_Your goal_.
Locate each line below that contains the string "item" and copy every one of those lines in full.
____ Source records
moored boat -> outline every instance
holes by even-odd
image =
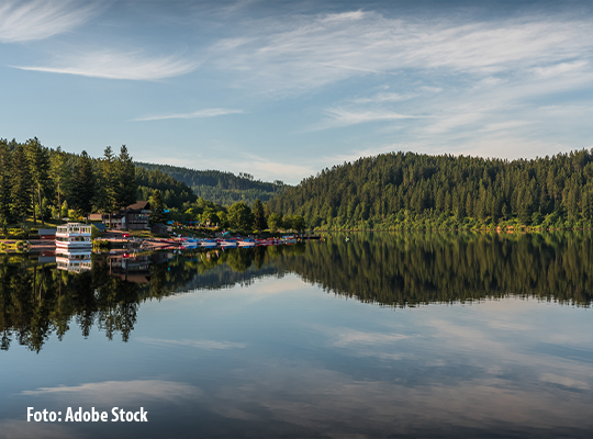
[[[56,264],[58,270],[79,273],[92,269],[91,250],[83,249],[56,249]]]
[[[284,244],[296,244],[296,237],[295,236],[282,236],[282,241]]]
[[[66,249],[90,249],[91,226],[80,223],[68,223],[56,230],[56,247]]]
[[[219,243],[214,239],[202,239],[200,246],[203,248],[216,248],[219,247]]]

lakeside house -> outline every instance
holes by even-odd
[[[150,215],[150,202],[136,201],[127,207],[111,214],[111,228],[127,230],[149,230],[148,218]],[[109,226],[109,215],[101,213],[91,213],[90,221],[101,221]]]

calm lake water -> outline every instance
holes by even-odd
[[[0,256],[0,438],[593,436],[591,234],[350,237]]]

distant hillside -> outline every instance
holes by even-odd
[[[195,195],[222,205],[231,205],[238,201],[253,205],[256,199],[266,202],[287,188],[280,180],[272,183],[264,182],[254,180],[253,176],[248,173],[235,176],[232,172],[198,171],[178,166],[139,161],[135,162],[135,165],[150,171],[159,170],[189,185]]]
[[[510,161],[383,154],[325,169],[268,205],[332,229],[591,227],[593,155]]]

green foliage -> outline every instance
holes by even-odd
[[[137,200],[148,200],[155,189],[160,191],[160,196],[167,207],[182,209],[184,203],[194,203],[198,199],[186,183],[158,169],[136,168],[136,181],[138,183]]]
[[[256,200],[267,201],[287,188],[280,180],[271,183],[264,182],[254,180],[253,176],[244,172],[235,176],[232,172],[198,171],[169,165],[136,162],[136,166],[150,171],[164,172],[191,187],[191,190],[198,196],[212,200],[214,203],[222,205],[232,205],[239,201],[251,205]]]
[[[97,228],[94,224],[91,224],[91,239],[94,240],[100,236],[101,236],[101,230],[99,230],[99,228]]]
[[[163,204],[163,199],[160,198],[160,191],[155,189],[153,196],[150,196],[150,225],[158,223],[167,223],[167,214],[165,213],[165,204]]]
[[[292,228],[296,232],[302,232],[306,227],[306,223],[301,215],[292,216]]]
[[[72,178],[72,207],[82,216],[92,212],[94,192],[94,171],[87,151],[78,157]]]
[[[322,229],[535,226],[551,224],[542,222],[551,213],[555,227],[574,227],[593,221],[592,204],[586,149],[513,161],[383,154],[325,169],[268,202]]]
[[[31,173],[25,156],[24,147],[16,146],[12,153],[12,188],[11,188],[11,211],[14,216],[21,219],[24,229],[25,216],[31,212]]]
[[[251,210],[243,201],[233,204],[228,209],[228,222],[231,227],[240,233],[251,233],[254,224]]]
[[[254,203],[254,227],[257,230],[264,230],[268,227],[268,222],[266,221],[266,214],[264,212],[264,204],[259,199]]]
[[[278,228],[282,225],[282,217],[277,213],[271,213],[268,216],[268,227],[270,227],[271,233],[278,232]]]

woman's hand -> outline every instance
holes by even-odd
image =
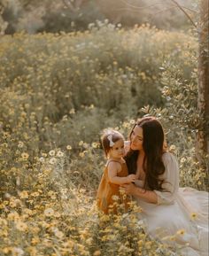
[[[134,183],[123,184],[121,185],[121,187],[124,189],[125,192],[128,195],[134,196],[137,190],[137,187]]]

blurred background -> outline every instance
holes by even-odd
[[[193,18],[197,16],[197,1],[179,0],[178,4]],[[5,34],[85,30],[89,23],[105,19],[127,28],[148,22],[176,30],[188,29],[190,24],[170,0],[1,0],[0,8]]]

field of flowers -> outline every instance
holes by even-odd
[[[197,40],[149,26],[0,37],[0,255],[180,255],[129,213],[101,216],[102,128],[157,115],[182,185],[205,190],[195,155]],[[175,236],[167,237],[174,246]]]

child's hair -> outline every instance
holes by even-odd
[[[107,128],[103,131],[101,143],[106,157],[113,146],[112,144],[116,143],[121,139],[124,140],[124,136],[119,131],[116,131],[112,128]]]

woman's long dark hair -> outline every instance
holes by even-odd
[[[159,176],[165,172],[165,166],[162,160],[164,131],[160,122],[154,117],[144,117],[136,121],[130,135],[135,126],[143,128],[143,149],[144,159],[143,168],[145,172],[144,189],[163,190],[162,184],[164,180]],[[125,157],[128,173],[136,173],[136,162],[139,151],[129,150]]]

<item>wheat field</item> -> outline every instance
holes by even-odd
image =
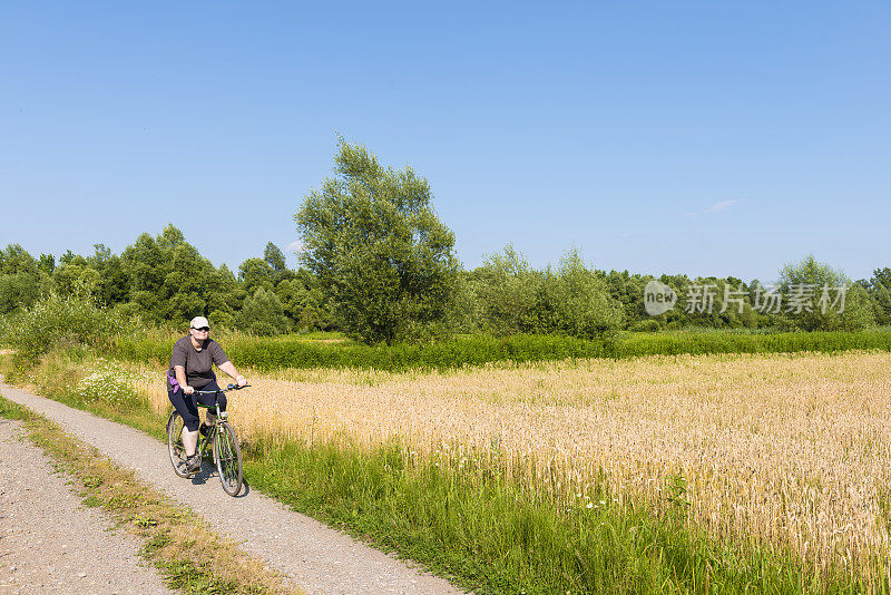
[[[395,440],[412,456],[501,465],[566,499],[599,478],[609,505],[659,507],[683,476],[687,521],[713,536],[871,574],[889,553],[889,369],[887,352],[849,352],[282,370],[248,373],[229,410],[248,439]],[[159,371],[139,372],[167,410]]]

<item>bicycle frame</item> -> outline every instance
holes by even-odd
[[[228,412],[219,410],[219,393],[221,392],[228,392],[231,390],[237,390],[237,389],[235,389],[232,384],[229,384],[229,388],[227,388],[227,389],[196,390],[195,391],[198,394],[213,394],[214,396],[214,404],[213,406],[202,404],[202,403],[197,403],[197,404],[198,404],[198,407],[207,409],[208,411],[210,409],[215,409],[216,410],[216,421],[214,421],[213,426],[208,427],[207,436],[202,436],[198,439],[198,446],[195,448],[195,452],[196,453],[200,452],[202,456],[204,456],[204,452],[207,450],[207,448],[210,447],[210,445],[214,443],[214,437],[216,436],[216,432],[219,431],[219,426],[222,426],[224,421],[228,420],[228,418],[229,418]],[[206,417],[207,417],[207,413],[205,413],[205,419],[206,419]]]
________
_Solved problem_.
<item>wheat field</item> -> outline every instance
<item>bicycle frame</item> -> outline every instance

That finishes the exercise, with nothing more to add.